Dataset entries

----

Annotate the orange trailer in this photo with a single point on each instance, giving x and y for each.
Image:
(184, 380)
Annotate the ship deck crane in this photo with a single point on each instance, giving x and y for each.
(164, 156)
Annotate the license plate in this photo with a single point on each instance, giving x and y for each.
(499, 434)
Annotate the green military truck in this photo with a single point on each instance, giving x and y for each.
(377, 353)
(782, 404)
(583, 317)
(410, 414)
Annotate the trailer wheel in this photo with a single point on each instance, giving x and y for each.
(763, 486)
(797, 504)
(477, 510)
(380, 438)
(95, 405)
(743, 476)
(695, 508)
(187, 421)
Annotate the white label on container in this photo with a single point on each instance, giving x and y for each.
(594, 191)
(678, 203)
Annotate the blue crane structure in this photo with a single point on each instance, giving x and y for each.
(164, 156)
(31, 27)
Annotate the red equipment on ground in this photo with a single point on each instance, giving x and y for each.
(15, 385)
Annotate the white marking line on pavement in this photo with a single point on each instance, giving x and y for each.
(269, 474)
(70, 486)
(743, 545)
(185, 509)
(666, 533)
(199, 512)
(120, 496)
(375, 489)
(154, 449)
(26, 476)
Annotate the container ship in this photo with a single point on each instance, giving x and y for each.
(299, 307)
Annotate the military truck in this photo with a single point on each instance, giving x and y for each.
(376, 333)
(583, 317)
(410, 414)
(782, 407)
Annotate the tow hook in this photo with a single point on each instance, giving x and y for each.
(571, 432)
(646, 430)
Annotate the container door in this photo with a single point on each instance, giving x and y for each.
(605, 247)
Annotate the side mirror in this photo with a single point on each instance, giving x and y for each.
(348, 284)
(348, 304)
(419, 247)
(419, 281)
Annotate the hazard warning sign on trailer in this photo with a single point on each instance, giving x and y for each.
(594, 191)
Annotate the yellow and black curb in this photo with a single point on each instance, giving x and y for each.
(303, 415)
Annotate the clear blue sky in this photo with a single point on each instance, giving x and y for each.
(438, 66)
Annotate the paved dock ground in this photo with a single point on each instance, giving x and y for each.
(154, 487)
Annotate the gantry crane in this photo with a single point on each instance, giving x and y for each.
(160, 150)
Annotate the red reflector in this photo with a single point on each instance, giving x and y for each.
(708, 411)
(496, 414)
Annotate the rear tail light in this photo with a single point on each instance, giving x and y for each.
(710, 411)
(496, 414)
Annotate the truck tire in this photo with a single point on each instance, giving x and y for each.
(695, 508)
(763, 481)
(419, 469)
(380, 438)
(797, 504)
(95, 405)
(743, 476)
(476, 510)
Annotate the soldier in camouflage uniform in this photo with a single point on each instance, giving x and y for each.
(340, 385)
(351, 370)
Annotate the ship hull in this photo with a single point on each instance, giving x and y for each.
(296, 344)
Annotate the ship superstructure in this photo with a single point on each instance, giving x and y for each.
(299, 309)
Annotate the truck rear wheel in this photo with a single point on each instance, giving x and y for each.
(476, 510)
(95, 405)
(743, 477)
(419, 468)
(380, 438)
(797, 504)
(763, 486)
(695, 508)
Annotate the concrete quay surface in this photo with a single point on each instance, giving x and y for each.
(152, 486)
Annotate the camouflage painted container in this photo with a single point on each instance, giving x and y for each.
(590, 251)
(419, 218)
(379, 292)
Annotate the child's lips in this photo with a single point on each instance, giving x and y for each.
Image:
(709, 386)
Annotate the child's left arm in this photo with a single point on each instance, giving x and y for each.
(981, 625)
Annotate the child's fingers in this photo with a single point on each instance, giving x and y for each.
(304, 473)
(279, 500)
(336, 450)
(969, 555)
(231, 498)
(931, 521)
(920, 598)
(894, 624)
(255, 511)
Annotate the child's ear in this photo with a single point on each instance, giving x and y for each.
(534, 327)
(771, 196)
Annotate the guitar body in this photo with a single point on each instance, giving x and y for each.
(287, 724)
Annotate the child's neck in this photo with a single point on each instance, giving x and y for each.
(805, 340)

----

• _TASK OBJECTIVE_
Reproduce the records above in full and with exact wording.

• _EXERCISE RESULT_
Annotate the orange trailer in this photo with a single point on each instance, giving x and y for each.
Image:
(184, 380)
Annotate the ship deck crane in this photo with a single point on each instance, giving x and y for each.
(164, 156)
Annotate the license plate in this photo with a single point on each instance, giving x and y for each.
(499, 434)
Annotate the green military truck in this photo with a single point on each instance, giving x and y for each.
(377, 353)
(782, 404)
(583, 317)
(410, 414)
Annotate the trailer wheel in this photo with a single point on each instance, giving x and y for each.
(763, 486)
(797, 504)
(477, 510)
(380, 438)
(95, 405)
(743, 476)
(695, 508)
(187, 421)
Annotate the white label on container in this photo with a single point on each instance, giving x and y for each.
(594, 191)
(678, 203)
Annotate the blue crane structure in this photo with a single point on each instance, giving x and y for each.
(164, 156)
(31, 27)
Annotate the red equipment on ground in this photo with a single point on each instance, giving x and y for each.
(15, 385)
Annotate the white marking line on pavement in this photo with a single point on each instance, giving x and y for each.
(269, 474)
(70, 486)
(743, 545)
(185, 509)
(666, 533)
(199, 512)
(120, 496)
(375, 489)
(154, 449)
(26, 476)
Annotate the container ship in this photo with a single point on each instance, giving x and y for each.
(299, 307)
Annotate the military truck in this photo with a single point on each instance, giving x and y for each.
(376, 333)
(583, 317)
(410, 414)
(782, 407)
Annotate the tow hook in this photo with a single point on each instance, giving x and y for each.
(571, 432)
(646, 430)
Annotate the container door in this photo with a single point on each instance, giving x and y for each.
(605, 247)
Annotate the side mirror in this photo with a single point on each instance, giving x and y for each.
(348, 284)
(348, 304)
(419, 247)
(419, 281)
Annotate the hazard warning sign on trailer in this photo with a single point on each instance, giving x and y for each.
(594, 191)
Annotate the yellow and black curb in this photo with a single point on each instance, giving x and y for each.
(303, 415)
Annotate the clear blue sky in this photo with a single point on each instance, giving x and y for each.
(438, 66)
Annotate the paved dock ground in this photo with a single point on each instance, giving x and y for each.
(154, 487)
Annotate the gantry crane in this photo with a single point on each instance, giving x and y for each.
(160, 150)
Annotate the red reflector in this photo with a single point on each instance, giving x and y for each.
(708, 411)
(496, 414)
Annotate the rear tail light in this photo with a single point on each instance, giving x and y for each.
(710, 411)
(496, 414)
Annotate the truck tire in this photo with a single point on each instance, giving x and y for each.
(695, 508)
(763, 481)
(419, 469)
(380, 438)
(797, 504)
(95, 405)
(743, 476)
(476, 510)
Annotate the soldier in camouflage uniform in this photo with a single point on each instance, giving x and y for each.
(340, 385)
(351, 370)
Annotate the ship hull in this photo with a single point on each instance, giving x and y for each.
(296, 344)
Annotate the ship superstructure in this photo with a single point on each instance, giving x and y for each.
(299, 309)
Annotate the truck rear wheel in this photo with a single point on each instance, giving x and y for each.
(476, 510)
(95, 405)
(743, 477)
(419, 468)
(380, 438)
(797, 504)
(763, 486)
(695, 508)
Annotate the concrete quay surface in this photo with a single point on each instance, giving x and y for each.
(152, 486)
Annotate the camouflage painted container in this photo with a single point on each instance, giving x and y for each.
(590, 251)
(419, 218)
(379, 292)
Annotate the child's lips in this photo with a single point on each instance, giving x and y for each.
Image:
(709, 386)
Annotate the child's left arm in this photo with a single point on each instance, giving x and y for each.
(981, 625)
Annotate the child's fingers in this photo with a single point on each instance, giving x and y for each.
(304, 473)
(279, 500)
(336, 450)
(969, 555)
(231, 498)
(931, 521)
(920, 598)
(894, 624)
(255, 511)
Annotate the child's ear in this photo with a single point on each instance, giving x and y for each.
(534, 327)
(771, 196)
Annotate the guitar body in this photo with a single point on each instance, giving x and y for each.
(287, 724)
Annotate the child's neck in this photo with a single point on each instance, giving x and y for each.
(805, 340)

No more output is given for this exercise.